**Lavoro da svolgere**. Riporti come elenco numerato le righe dei record a partire dall'inizio e si fermi dopo quella che contiene "x=621 y=147", omettendo le righe vuote e le immagini.

**Voci dei record**.

• • • • •

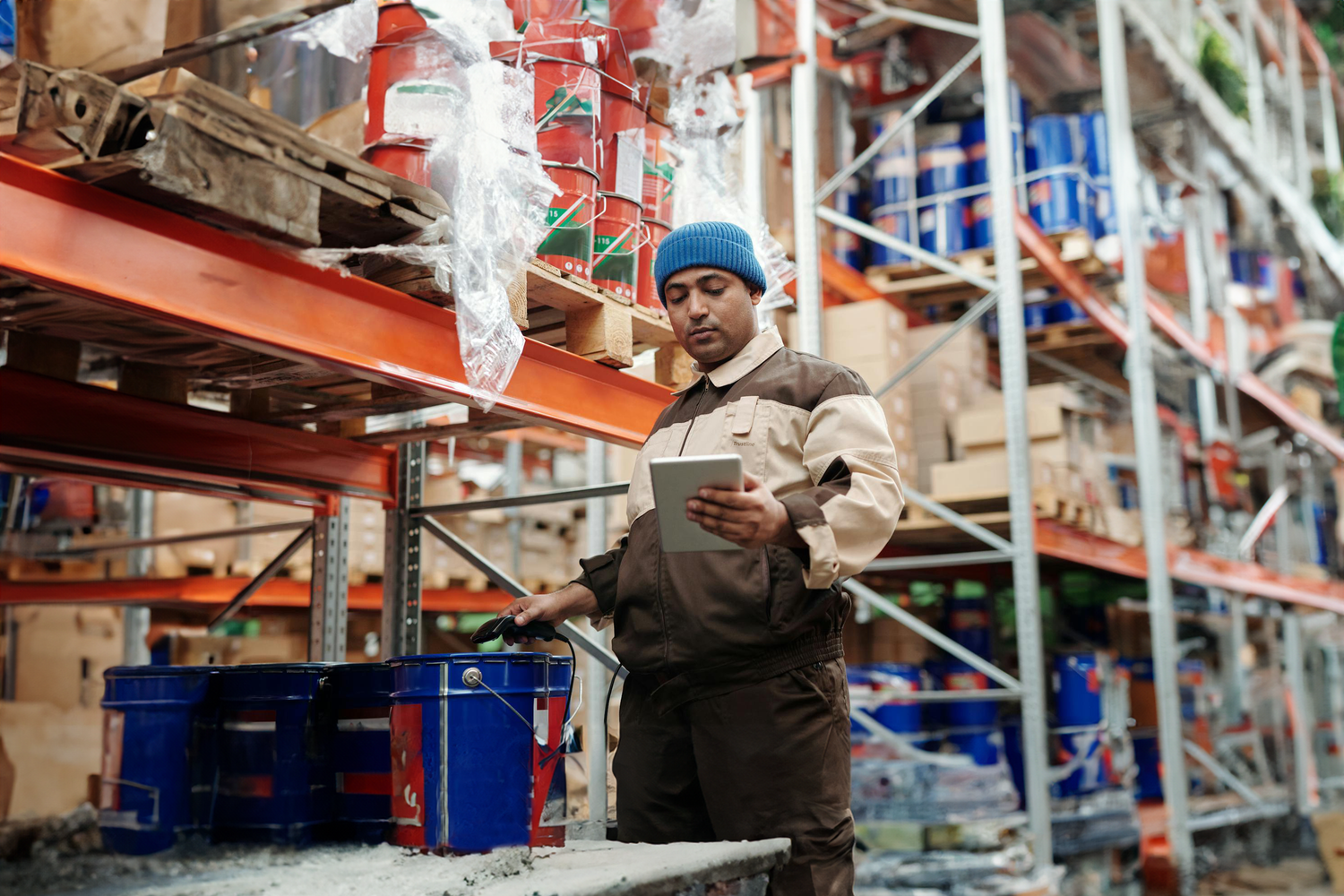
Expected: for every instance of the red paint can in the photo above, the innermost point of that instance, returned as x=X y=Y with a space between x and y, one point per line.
x=569 y=239
x=408 y=48
x=617 y=238
x=567 y=104
x=648 y=292
x=659 y=171
x=527 y=11
x=621 y=147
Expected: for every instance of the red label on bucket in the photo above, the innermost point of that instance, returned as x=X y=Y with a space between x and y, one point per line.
x=408 y=777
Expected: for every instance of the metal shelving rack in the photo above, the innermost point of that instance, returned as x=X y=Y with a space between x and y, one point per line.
x=1134 y=333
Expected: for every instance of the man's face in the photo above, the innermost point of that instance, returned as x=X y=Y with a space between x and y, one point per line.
x=712 y=314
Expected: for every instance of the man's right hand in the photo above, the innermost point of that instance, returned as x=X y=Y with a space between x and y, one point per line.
x=573 y=599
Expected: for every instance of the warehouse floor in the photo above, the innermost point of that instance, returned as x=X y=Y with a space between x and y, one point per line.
x=580 y=869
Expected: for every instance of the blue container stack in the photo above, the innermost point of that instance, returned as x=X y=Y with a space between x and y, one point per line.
x=1055 y=199
x=849 y=247
x=155 y=737
x=362 y=755
x=1077 y=705
x=943 y=223
x=461 y=735
x=1099 y=209
x=276 y=729
x=892 y=193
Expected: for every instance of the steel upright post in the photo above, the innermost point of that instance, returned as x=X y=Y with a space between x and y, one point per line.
x=596 y=673
x=401 y=633
x=136 y=619
x=806 y=249
x=1124 y=161
x=330 y=586
x=1012 y=363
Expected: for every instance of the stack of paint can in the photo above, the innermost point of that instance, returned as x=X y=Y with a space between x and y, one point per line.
x=1078 y=712
x=943 y=168
x=658 y=180
x=892 y=198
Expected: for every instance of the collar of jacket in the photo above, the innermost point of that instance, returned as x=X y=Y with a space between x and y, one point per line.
x=752 y=357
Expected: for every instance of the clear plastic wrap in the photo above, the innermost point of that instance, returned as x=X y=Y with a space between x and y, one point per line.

• • • • •

**Risultato qui sotto**.
1. Expected: for every instance of the red paint can in the photo above, the innermost point of that instance, returned as x=X y=Y with a space between x and y, one point per line.
2. x=569 y=239
3. x=408 y=48
4. x=617 y=238
5. x=567 y=104
6. x=648 y=292
7. x=659 y=171
8. x=527 y=11
9. x=621 y=147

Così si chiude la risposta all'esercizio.